◆ JOB 1 ◆
Answer these questions about the transcript excerpt on Bangladesh recognition:
(a) By what date was India understood to be withdrawing all its forces from Bangladesh?
(b) Who ordered the troops to turn back in the 1962 war?
(c) North of which line were the troops withdrawn?
◆ JOB 2 ◆
In the transcript excerpt on Bangladesh recognition, swap "recognition" for "acknowledgment" and give the part that opens with the words containing "NIXON: I would" and closes with "also recognised Bangladesh.".
◆ JOB 3 ◆
List every person referred to by name inside the spoken lines of the transcript excerpt on Bangladesh recognition, leaving out the speaker labels.
--- DOCUMENT SECTION ---
NIXON: I would like to ask the Prime Minister a question with regard to Bangladesh recognition. We have delayed recognition though Britain and other countries have done so.
ZHOU: France has also recognised Bangladesh.
NIXON: Before we make a decision on that, we have tried to find the attitude of (Zulfikar Ali) Bhutto. And Bhutto indicated he does not object to recognition. In fact he could see that we would have some advantage in not leaving the field clear to the Soviet Union in that region. It is our understanding that India is supposed to withdraw all its forces from Bangladesh by the 24th of March. And based on what we have for consideration, we have for consideration the possibility of recognising Bangladesh about that time….”
“ZHOU: …. we truly wish to see (India) truly withdraw their troops in East Pakistan, now called Bangladesh. We wish to see them truly do this and not just with words. Of course they can only do that superficially, because if they get some Bengali forces to remain and join Mujibar Rahman, there would be no way to be sure because the Bengalis all look the same. But that would trouble to the future of India and Mrs Gandhi herself. The Indians said they have no territorial ambitions, but the development of events is that they have remained in their place and refused to withdraw. Once again we can only cite the events of Indian aggression in the 1962 war. At that time our troops pressed to the foothills quite close to Tezpur in Assam, and when they reached that place, Chairman Mao ordered that all troops should turn back. We turned back to the Indians ~ this is in Maxwell’s book ~ and we withdrew all troops back north of the so-called McMahon Line because one must show one can be trusted and must not wait for others to act…. India should withdraw its troops from the areas it is occupying in West Pakistan, and Pakistan should also withdraw from the lesser areas it occupies in India. Bhutto agrees. These two things, at least, the Indian side should abide by. If the US recognises Bangladesh after this situation is brought about, then we believe this would raise the prestige of the US in the United Nations.
--- DATASET ENTRIES ---
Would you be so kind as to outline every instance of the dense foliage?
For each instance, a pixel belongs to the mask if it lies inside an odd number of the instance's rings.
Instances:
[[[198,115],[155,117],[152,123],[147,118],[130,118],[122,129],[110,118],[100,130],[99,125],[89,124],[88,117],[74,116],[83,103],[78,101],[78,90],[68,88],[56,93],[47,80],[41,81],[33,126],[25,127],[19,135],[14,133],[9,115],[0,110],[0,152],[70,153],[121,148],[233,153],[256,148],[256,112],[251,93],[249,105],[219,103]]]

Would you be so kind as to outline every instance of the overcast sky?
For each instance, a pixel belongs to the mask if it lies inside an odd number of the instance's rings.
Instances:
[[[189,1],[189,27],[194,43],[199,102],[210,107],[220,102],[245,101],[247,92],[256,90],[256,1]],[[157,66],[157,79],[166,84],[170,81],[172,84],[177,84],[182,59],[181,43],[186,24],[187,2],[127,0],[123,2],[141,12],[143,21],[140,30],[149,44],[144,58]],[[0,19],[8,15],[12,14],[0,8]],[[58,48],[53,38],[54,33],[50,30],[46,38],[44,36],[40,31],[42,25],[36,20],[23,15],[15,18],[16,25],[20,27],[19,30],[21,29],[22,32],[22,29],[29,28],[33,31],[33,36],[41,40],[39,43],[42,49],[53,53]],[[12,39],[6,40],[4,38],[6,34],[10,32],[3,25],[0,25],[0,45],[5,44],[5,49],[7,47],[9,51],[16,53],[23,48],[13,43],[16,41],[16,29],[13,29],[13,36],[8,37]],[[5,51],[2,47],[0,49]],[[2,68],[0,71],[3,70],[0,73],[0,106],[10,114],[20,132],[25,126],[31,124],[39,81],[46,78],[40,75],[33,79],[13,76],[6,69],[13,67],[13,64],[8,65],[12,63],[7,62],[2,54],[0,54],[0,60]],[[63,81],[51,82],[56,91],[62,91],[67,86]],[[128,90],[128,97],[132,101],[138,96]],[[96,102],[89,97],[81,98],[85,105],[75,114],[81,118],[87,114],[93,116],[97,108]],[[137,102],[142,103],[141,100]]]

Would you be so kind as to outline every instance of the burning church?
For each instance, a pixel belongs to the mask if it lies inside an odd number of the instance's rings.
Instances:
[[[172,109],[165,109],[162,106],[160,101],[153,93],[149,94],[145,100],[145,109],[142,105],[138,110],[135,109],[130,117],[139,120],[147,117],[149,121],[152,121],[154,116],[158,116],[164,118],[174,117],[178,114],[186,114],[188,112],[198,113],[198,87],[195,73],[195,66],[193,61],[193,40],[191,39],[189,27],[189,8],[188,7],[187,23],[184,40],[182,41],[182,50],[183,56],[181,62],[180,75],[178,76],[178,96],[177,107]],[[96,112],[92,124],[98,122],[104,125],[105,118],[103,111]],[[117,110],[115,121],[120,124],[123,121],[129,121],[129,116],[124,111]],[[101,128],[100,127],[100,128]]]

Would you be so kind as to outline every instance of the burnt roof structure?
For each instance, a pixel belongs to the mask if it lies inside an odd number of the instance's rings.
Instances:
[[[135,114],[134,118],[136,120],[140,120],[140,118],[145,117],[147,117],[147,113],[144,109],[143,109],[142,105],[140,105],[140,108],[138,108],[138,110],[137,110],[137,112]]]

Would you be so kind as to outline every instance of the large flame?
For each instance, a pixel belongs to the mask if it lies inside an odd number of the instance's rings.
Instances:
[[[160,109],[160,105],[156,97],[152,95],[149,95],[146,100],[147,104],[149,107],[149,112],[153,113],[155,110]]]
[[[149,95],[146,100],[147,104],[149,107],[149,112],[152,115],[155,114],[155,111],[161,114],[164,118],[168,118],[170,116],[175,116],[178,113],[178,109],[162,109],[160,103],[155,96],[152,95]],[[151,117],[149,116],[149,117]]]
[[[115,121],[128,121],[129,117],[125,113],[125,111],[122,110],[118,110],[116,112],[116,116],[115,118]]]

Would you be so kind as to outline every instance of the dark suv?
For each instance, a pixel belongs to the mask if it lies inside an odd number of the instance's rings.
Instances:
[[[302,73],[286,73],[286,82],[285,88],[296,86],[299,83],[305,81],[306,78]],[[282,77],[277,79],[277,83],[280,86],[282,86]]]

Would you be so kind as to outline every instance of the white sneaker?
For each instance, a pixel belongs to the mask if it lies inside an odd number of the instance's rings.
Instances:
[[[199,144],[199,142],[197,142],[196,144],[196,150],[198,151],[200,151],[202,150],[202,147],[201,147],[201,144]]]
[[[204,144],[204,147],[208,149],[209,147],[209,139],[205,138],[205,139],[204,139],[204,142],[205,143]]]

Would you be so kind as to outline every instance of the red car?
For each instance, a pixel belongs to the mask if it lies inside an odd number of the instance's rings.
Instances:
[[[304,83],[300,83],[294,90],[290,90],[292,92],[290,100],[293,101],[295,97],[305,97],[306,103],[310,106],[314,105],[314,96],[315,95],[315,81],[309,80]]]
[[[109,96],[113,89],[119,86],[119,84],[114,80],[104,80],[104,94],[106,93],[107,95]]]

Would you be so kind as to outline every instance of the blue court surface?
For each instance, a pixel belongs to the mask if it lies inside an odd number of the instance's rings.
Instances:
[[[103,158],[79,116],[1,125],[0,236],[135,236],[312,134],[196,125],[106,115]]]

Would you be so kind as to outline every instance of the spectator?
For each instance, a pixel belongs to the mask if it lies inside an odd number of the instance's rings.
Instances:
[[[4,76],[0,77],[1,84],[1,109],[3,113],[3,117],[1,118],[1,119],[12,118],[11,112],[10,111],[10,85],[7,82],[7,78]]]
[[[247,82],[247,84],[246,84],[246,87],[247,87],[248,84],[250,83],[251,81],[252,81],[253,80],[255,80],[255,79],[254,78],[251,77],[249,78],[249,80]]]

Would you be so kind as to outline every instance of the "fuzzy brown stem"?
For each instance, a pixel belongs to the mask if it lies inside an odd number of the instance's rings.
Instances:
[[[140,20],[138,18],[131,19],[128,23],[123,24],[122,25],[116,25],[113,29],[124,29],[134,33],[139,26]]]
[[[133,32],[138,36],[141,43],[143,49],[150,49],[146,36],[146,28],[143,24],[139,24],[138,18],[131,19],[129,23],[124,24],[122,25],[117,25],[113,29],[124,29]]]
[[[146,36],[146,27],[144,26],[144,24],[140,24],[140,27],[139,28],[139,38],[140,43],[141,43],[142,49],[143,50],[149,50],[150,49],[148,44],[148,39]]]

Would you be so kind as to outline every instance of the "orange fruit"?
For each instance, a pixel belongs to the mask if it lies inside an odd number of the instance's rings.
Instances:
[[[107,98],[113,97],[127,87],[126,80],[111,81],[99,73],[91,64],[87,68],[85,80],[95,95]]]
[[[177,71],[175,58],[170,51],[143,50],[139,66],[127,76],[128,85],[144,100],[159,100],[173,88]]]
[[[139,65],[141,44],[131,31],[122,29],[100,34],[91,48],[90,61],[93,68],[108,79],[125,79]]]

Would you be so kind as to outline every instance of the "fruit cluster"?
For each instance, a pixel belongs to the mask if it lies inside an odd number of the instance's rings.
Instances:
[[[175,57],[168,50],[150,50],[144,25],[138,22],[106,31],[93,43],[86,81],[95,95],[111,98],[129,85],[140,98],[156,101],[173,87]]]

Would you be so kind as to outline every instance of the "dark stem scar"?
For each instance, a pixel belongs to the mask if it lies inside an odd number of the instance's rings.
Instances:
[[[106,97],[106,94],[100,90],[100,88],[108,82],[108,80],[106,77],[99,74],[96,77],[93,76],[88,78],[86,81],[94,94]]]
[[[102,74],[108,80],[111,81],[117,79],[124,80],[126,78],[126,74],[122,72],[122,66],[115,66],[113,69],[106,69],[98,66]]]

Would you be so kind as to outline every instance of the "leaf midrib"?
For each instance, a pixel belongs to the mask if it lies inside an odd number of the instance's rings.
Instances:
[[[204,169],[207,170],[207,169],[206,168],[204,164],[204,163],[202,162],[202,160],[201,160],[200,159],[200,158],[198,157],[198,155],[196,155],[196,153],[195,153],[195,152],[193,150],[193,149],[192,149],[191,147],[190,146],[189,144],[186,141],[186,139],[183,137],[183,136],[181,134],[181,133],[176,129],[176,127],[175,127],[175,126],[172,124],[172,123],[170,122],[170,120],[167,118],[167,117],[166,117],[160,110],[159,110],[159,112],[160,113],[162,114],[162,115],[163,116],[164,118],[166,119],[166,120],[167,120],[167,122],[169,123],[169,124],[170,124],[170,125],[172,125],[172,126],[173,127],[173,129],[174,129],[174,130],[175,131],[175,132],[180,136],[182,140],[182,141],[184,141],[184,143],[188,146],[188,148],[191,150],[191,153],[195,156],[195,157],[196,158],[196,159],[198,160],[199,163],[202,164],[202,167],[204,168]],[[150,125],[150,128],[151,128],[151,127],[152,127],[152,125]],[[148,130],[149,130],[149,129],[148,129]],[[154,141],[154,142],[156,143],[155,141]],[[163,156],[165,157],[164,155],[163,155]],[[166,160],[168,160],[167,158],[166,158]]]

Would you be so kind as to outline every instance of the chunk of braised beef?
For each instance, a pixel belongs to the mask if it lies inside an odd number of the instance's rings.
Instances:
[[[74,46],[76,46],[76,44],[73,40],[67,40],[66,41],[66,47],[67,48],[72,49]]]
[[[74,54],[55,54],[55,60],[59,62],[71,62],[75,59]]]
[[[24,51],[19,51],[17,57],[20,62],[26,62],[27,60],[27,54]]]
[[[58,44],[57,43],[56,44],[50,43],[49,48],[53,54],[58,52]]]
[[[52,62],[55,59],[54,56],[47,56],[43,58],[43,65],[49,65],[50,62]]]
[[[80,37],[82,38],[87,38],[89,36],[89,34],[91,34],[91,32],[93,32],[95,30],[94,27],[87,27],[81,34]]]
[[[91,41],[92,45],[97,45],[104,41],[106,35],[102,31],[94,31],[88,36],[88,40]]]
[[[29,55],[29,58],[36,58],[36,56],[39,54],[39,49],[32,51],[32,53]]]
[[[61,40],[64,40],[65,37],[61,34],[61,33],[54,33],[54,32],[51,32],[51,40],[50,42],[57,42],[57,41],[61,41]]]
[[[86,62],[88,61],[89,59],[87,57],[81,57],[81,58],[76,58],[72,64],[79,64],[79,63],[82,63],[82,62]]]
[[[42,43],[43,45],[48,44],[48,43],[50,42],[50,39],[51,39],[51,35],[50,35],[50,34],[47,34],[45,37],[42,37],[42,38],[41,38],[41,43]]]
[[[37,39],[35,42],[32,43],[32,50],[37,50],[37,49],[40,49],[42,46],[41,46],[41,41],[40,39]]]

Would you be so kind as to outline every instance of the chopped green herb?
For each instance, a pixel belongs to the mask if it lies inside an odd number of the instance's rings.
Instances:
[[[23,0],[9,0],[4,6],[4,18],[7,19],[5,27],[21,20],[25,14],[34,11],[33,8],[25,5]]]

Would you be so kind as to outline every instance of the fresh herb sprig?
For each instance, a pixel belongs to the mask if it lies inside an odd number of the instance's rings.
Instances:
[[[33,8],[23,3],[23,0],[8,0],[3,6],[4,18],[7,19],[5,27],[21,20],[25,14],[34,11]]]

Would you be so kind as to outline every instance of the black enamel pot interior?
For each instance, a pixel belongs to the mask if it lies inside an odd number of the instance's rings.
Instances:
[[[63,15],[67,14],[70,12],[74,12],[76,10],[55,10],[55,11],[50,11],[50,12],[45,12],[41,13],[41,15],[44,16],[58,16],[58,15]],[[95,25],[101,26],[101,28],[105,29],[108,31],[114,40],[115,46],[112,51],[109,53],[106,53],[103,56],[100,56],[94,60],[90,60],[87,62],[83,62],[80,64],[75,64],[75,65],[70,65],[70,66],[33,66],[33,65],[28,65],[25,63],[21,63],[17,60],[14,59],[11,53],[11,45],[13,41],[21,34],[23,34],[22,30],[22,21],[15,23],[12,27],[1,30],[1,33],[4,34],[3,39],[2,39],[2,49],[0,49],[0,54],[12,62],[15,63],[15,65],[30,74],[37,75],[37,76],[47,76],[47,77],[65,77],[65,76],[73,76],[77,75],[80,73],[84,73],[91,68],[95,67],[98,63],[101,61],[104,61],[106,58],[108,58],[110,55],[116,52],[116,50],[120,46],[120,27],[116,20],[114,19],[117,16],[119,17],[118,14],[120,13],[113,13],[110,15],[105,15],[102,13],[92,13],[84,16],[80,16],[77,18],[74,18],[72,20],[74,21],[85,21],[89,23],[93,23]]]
---
◆ EXERCISE ANSWER 1 ◆
(a) The 24th of March
(b) Chairman Mao
(c) The so-called McMahon Line

◆ EXERCISE ANSWER 2 ◆
NIXON: I would like to ask the Prime Minister a question with regard to Bangladesh acknowledgment. We have delayed acknowledgment though Britain and other countries have done so.
ZHOU: France has also recognised Bangladesh.

◆ EXERCISE ANSWER 3 ◆
Zulfikar Ali Bhutto, Mujibar Rahman, Mrs Gandhi, Chairman Mao, Maxwell